## Begin Record set

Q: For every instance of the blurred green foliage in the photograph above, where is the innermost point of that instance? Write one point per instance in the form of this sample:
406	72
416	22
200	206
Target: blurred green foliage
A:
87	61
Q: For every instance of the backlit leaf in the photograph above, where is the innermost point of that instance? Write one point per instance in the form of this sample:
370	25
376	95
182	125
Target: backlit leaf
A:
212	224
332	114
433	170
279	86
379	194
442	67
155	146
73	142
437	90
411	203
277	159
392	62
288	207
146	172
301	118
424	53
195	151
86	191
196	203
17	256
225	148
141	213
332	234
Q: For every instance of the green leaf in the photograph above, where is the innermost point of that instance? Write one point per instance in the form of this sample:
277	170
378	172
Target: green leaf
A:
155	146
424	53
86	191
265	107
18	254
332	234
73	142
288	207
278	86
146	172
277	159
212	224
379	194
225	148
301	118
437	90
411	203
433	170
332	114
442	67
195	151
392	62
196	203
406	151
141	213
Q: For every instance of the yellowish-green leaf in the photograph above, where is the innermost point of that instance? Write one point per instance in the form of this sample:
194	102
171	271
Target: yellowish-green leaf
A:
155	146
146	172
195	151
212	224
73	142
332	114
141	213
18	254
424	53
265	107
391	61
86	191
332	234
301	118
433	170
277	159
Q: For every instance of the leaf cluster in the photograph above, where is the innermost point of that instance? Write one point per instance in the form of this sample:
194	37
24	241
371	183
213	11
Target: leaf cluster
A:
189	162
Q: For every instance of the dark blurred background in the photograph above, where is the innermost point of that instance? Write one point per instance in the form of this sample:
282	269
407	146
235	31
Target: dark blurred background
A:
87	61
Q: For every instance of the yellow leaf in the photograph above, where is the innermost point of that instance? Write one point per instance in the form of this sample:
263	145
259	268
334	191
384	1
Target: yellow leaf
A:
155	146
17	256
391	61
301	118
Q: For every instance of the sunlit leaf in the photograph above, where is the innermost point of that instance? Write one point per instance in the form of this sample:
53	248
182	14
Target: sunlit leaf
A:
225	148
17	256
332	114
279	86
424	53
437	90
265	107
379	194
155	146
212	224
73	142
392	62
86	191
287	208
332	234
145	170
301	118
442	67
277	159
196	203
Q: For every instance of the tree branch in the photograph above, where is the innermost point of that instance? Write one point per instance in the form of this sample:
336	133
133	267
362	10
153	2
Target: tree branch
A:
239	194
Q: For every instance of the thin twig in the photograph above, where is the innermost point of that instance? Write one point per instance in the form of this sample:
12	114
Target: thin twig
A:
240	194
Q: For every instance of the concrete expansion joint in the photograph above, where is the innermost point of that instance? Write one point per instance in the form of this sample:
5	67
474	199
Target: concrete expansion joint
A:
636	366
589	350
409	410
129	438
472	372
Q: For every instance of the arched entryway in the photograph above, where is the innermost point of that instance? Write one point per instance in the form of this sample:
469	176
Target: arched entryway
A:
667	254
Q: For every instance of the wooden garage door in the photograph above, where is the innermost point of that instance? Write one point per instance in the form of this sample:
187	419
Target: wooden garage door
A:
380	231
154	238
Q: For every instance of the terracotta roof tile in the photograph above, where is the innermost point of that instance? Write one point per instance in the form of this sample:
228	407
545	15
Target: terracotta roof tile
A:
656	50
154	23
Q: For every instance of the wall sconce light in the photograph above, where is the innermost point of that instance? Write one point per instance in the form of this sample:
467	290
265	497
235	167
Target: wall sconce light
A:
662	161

## End Record set

Copy all of the entries above word for word, keeping every line, number, and space unchanged.

Q: For every instance of the blurred green foliage in the photograph above, where is the innermost point of that instance? Write one point per instance in the form of this sample:
406	72
416	22
200	206
Target: blurred green foliage
A:
87	61
Q: For every instance of the backlit leaf in the photograph above, where is the innermost point of that instance? Write one point per instance in the form of this sample:
370	25
376	95
182	125
Target: backlit leaf
A:
212	224
332	114
433	170
279	86
379	194
442	67
155	146
73	142
437	90
411	203
277	159
392	62
288	207
146	172
301	118
424	53
195	151
86	191
196	203
17	256
225	148
141	213
332	234
Q: For every instance of the green leaf in the photograph above, where is the innermost point of that instance? Write one point per instance in the form of this sample:
277	170
378	172
Target: green leaf
A:
155	146
424	53
86	191
265	107
18	254
332	234
73	142
288	207
278	86
146	172
277	159
212	224
379	194
225	148
301	118
437	90
411	203
433	170
332	114
442	67
195	151
392	62
196	203
406	151
141	213
Q: For every instance of the yellowish-green leaf in the photograph above, where is the innermost point of that instance? Write one point per instance in the form of this sample:
194	102
171	271
Target: yellowish-green leaf
A:
155	146
146	172
195	151
212	224
73	142
332	114
141	213
18	254
424	53
265	107
391	61
86	191
332	234
301	118
433	170
277	159
Q: For every instance of the leaf cluster in the photograph above, where is the innermost point of that instance? Write one point per instance in the form of this sample:
194	37
24	241
371	183
213	11
Target: leaf cluster
A:
189	162
Q: For every instance of the dark blurred background in the photograph above, where is the innermost point of that instance? Write one point per instance in the form of this sample:
282	269
407	146
235	31
Target: dark blurred background
A:
87	61
Q: For every instance of the yellow leaf in the photograph above, where is the innermost point of that instance? Write one point per instance in the form of this sample:
263	145
259	268
334	191
384	1
Target: yellow leaf
A:
155	146
17	256
391	61
301	118
Q: For every instance of the sunlit leaf in the photograph above, where is the innermost point of that instance? Write one point per instance in the form of this sample:
53	248
182	14
Target: sunlit leaf
A:
225	148
17	256
332	114
279	86
424	53
437	90
265	107
379	194
155	146
212	224
73	142
392	62
86	191
287	208
332	234
145	170
301	118
442	67
277	159
196	203
Q: For every instance of the tree branch in the photograph above, where is the innermost point of that instance? Write one point per instance in the form of this sample:
336	133
133	267
362	10
153	2
Target: tree branch
A:
239	194
Q: For every instance of the thin twig in the photograph above, where is the innermost point of that instance? Write one point per instance in the form of this sample:
12	114
Target: thin twig
A:
240	194
Q: For every instance of the concrete expansion joint in the photograph above, where is the innermost point of that instance? Write one point per instance in the form of this sample:
5	67
474	199
Target: concrete expansion joint
A:
636	366
589	350
409	410
129	438
472	372
Q: For every instance of the arched entryway in the photograph above, where is the innermost point of that instance? Write one point per instance in the form of this sample:
469	176
Target: arched entryway
A:
667	254
Q: For every instance of the wooden garage door in the photograph above, where is the innermost point of that instance? Write one point per instance in the form of this sample:
187	419
Target: wooden garage door
A:
380	231
154	238
Q: For every instance of the terracotta roof tile in the photograph above, where is the innermost point of that instance? Write one point per instance in the form of this sample:
228	407
545	15
Target: terracotta roof tile
A:
656	50
154	23
Q: For every instance of the wall sconce light in the photograph above, where is the innermost point of that instance? Write one point per instance in the form of this sample:
467	290
265	497
235	167
Target: wall sconce light
A:
662	161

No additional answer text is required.